-- START Source data --
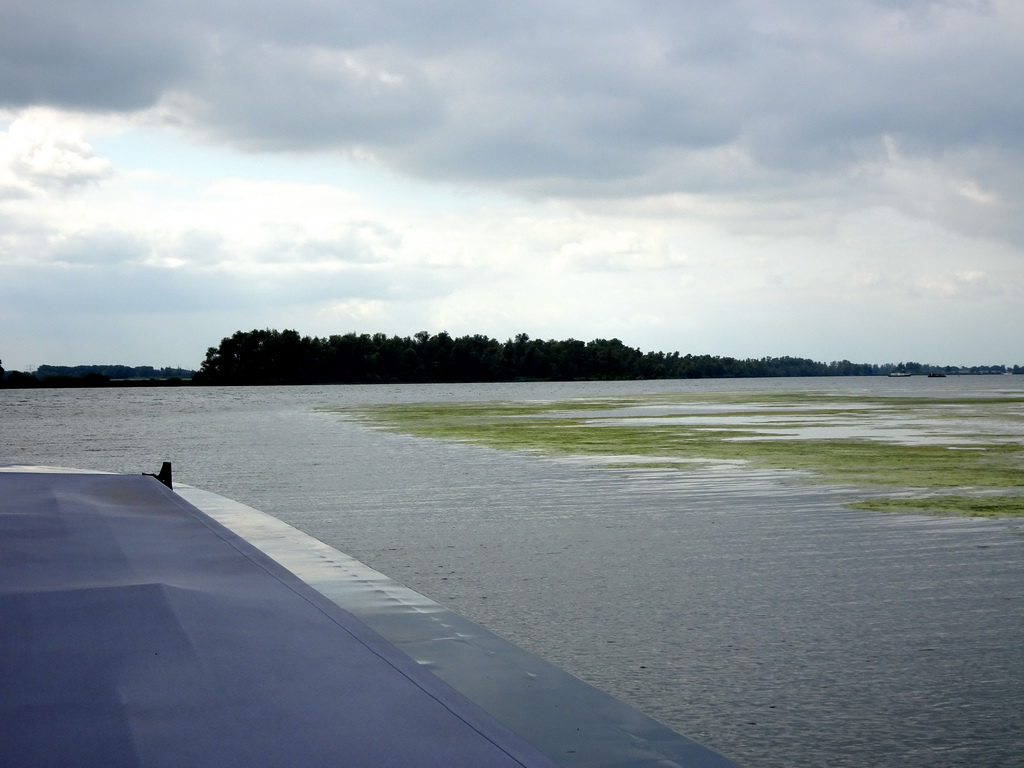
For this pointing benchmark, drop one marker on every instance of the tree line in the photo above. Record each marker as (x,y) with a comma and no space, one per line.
(271,356)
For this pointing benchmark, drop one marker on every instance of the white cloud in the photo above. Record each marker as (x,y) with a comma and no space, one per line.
(735,177)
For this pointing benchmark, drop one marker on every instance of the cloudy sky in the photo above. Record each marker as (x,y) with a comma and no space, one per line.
(828,180)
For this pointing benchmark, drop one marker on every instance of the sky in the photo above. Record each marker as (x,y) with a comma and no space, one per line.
(744,178)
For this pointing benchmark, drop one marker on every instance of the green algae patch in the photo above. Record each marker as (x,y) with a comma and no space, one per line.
(961,506)
(925,443)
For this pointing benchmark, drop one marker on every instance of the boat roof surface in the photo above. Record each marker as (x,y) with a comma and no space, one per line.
(138,631)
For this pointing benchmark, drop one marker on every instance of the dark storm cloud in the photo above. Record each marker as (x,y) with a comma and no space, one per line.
(603,97)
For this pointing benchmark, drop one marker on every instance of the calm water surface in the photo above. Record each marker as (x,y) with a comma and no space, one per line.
(745,609)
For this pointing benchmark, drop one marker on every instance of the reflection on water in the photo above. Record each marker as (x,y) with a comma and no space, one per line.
(750,611)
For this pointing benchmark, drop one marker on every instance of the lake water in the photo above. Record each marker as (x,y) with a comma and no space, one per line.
(745,609)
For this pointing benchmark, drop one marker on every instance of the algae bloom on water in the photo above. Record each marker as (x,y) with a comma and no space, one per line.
(941,455)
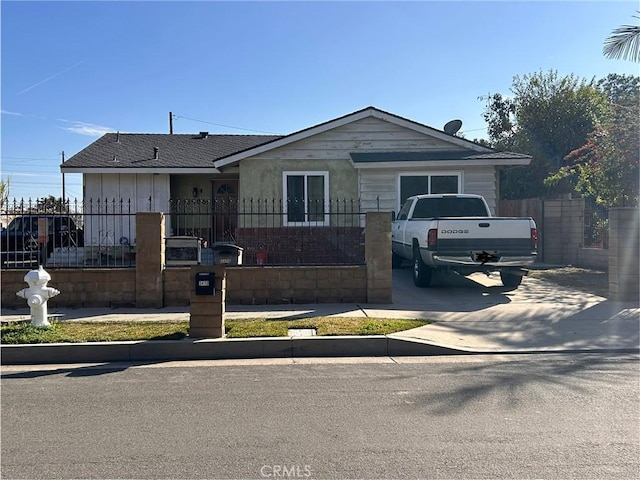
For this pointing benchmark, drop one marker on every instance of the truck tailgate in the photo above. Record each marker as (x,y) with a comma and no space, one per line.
(508,236)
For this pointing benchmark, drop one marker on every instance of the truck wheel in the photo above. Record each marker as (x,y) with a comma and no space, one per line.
(396,260)
(510,280)
(421,273)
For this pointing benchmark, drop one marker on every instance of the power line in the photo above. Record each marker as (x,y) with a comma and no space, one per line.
(222,125)
(28,158)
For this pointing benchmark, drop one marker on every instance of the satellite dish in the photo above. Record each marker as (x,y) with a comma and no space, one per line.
(452,127)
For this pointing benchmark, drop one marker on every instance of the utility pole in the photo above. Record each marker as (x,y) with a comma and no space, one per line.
(63,189)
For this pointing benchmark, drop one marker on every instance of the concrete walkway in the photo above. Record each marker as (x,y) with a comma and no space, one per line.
(472,315)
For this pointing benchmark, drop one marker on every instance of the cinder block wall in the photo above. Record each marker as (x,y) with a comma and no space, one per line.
(624,254)
(563,224)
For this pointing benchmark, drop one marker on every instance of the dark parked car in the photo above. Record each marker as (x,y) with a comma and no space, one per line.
(19,242)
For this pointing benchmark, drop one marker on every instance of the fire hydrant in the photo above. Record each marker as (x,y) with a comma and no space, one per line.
(37,296)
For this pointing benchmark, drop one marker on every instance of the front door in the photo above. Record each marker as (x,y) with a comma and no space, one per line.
(225,210)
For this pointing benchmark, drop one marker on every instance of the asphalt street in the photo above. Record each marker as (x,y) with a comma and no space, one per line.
(552,416)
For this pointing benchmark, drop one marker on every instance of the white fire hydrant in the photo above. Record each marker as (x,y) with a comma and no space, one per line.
(37,295)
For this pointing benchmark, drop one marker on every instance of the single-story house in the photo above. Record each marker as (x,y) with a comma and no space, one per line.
(374,156)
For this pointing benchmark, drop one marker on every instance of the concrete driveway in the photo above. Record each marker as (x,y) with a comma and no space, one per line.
(478,313)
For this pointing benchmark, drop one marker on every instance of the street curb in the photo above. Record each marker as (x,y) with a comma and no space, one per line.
(218,349)
(252,348)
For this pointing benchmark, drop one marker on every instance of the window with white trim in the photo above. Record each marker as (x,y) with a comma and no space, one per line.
(419,183)
(306,195)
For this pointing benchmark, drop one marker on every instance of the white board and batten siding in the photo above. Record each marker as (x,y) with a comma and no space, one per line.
(147,193)
(380,188)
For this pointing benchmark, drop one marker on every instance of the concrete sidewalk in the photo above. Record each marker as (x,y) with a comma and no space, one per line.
(474,315)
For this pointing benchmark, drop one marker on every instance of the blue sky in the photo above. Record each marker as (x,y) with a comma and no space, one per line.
(72,71)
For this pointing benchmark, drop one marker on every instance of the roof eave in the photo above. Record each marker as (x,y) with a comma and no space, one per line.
(338,122)
(441,163)
(156,170)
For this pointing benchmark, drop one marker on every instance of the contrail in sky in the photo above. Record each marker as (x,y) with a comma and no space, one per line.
(49,78)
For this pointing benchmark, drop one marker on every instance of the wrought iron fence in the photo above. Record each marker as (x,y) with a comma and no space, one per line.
(273,232)
(67,234)
(596,226)
(102,233)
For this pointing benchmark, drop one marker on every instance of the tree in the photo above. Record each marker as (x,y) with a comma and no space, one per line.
(4,193)
(606,166)
(623,42)
(547,117)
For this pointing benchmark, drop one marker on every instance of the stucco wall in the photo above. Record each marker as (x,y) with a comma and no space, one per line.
(262,179)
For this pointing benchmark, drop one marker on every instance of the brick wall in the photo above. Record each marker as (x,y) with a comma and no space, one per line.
(150,285)
(112,287)
(303,245)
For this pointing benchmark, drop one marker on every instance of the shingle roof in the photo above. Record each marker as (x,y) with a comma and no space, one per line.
(137,150)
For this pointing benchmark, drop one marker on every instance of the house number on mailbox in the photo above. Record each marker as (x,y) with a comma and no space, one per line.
(205,283)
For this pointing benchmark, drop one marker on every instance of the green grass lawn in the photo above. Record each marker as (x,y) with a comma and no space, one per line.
(76,332)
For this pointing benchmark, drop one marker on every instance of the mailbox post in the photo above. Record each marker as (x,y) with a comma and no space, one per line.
(207,301)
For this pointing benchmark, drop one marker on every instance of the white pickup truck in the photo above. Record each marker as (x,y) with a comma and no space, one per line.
(457,232)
-- END Source data --
What this task involves: Convert every line of the listing above into a JSON list of strings, one string per line, leaving out blank lines and the picture lines.

Result below:
[
  "For this pointing benchmark, drop one marker on every instance of the tree line in the photo above. Record each marker as (x,y) with a comma and no space, one per line.",
  "(271,356)",
  "For this pointing benchmark, drop one marker on every instance of the white cloud in the photo above. Record each marker as (x,y) with a comma and no space, one per line.",
  "(735,177)",
  "For this pointing benchmark, drop one marker on every instance of the cloudy sky in the photo above. Record each marker as (x,y) with a comma and no space, one per line.",
  "(828,180)",
  "For this pointing benchmark, drop one marker on every instance of the sky in the photo above. Record each marker as (x,y) with a comma and no space, one per line.",
  "(744,178)",
  "For this pointing benchmark, drop one marker on every instance of the green algae patch in the photo above. Record each marker as (x,y) with a comma and no space, one per line.",
  "(961,506)",
  "(925,443)",
  "For this pointing benchmark, drop one marker on every instance of the boat roof surface in the photo above. Record each marker as (x,y) with a comma and no space, one per line.",
  "(138,631)",
  "For this pointing benchmark, drop one marker on every instance of the dark storm cloud in the photo above. Record each marker as (x,y) with a comma and no space, one per line.",
  "(603,97)",
  "For this pointing benchmark, drop one marker on every instance of the calm water surface in the photo above. Record each marker as (x,y) with a comma and no space, one per line.",
  "(745,609)",
  "For this pointing benchmark, drop one marker on every instance of the reflection on water in the photo above. Record each marker as (x,y) with a comma and no space, one per line.",
  "(750,611)",
  "For this pointing benchmark, drop one marker on every instance of the lake water in the photo above. Record each marker as (x,y) with a comma and no space, one per line.",
  "(745,609)",
  "For this pointing benchmark, drop one marker on every instance of the algae bloom on water in the photo above. Record each marker as (x,y) with a comma and no space, one per line.",
  "(941,455)",
  "For this pointing benchmark, drop one marker on every instance of the truck tailgate in the photo above. Record each marker as (x,y) with a comma and no space, one per line.",
  "(508,236)",
  "For this pointing benchmark, drop one marker on every instance of the truck wheel in the photo above. Record each marker as (x,y) with a comma and no space, one per line.",
  "(396,260)",
  "(510,280)",
  "(421,273)",
  "For this pointing benchmark, drop one marker on every instance of the power line in the photo above. Record each marker as (x,y) with a comma and no space, one per line.",
  "(222,125)",
  "(28,158)",
  "For this pointing benchmark, drop one marker on every instance of the satellite dish in the photo above. Record each marker as (x,y) with a comma and no space, one per line.",
  "(452,127)",
  "For this pointing benchmark, drop one marker on every instance of the utility pole in the photo above. Record each marker as (x,y) with a comma and no space, one per line.",
  "(63,189)",
  "For this pointing benchmark, drop one marker on every instance of the concrete walkway in the photo above. Record each marker as (x,y) with a comma and no space, one per line.",
  "(472,315)",
  "For this pointing benchmark, drop one marker on every instance of the cinder block wall in the photo above. Record each marker as (x,y) with a comma and no space, one per line.",
  "(624,254)",
  "(563,224)",
  "For this pointing benchmark, drop one marker on every instance of the dark parked car in the photo above. Record each marker as (x,y) with a comma and no space, one per line.",
  "(19,242)",
  "For this pointing benchmark, drop one marker on every instance of the fire hydrant in the photo above. Record each marker as (x,y) with a comma and no space, one per line.",
  "(37,296)",
  "For this pointing benchmark, drop one marker on every instance of the front door in the photo above. Record each marker as (x,y) with a comma and no space, one per line.",
  "(225,210)",
  "For this pointing benchmark, drop one marker on every instance of the asphalt street in the photo above. Record each marker as (x,y) with a comma and no space, one per line.",
  "(552,416)",
  "For this pointing benchmark, drop one marker on every instance of the white fire hydrant in the photo above. Record each marker as (x,y) with a comma and no space, one per line.",
  "(37,295)",
  "For this pointing benchmark, drop one marker on every instance of the single-story house in the photo above. Record each marker as (x,y) with a comma and no space, one per line.",
  "(374,156)",
  "For this pointing benchmark, drop one marker on every instance of the concrete driveway in the photo above. Record each marker as (x,y) with a comma and no space, one per line.",
  "(478,313)",
  "For this pointing benchmark, drop one marker on every instance of the street curb in the photo above. Record each marker as (x,y) with a comma and no space, one per line.",
  "(218,349)",
  "(252,348)",
  "For this pointing benchmark, drop one marker on every instance of the window with white trim in the photo above. Record each marker as (x,y) with a comma and no space, one per line.",
  "(419,183)",
  "(306,195)",
  "For this pointing benchmark, drop one marker on every instance of the white board and batten siding in the photo above. Record each marker as (x,y) with a comma and no space, one per line.",
  "(147,193)",
  "(380,188)",
  "For this pointing benchmark, drop one marker on every instance of the concrete sidewalk in the photo above. Record each marker as (x,y) with a comma and no space, one per line.",
  "(474,315)",
  "For this pointing benchmark, drop one marker on every instance of the blue sky in the photo above. Record each marker as (x,y) with a comma and no space, one per line.",
  "(72,71)",
  "For this pointing benchmark, drop one marker on every instance of the roof eave in the photo above. Record each marker as (x,y) with a comma and no space, one per line.",
  "(338,122)",
  "(441,163)",
  "(156,170)",
  "For this pointing benchmark, drop one marker on every instance of the contrail in sky in the photo above. Record each marker as (x,y) with a comma and no space, one per line.",
  "(49,78)",
  "For this pointing benchmark, drop one marker on every instance of the wrought iron fence in the photo above. Record each marker as (x,y) with a comma and no space, one per line.",
  "(273,232)",
  "(67,234)",
  "(596,226)",
  "(102,233)",
  "For this pointing benchmark, drop one marker on every instance of the tree in the photo above. Record each marker as (x,y) with a comma and no space, one per line.",
  "(4,193)",
  "(606,166)",
  "(623,42)",
  "(547,117)",
  "For this pointing benchmark, drop one marker on every instance of the stucco wall in the photo above. Record each marker as (x,y) with a comma and no space, one per line.",
  "(262,179)",
  "For this pointing benchmark, drop one marker on every instance of the brick wall in the photo above. Record each marker as (x,y) with a comma and no space, one per line.",
  "(150,285)",
  "(112,287)",
  "(303,245)",
  "For this pointing benchmark, drop one marker on every instance of the shingle roof in the photo above. Record each marker as (x,y) with a comma and no space, one per line.",
  "(137,150)",
  "For this pointing benchmark, drop one marker on every instance of the house number on mailbox in the photo above. Record each marker as (x,y) with a comma and no space, one per line.",
  "(205,283)",
  "For this pointing benchmark, drop one marker on every instance of the green grass lawn in the photo above. Record each marker as (x,y) with a comma and no space, one per line.",
  "(76,332)",
  "For this pointing benchmark, drop one marker on every instance of the mailbox post in the photo above. Record each marker as (x,y) with a comma and no space, one per line.",
  "(207,301)",
  "For this pointing benchmark, drop one marker on every instance of the white pickup truck in the photo above. Record each marker as (x,y) with a comma and no space, one per line.",
  "(457,232)"
]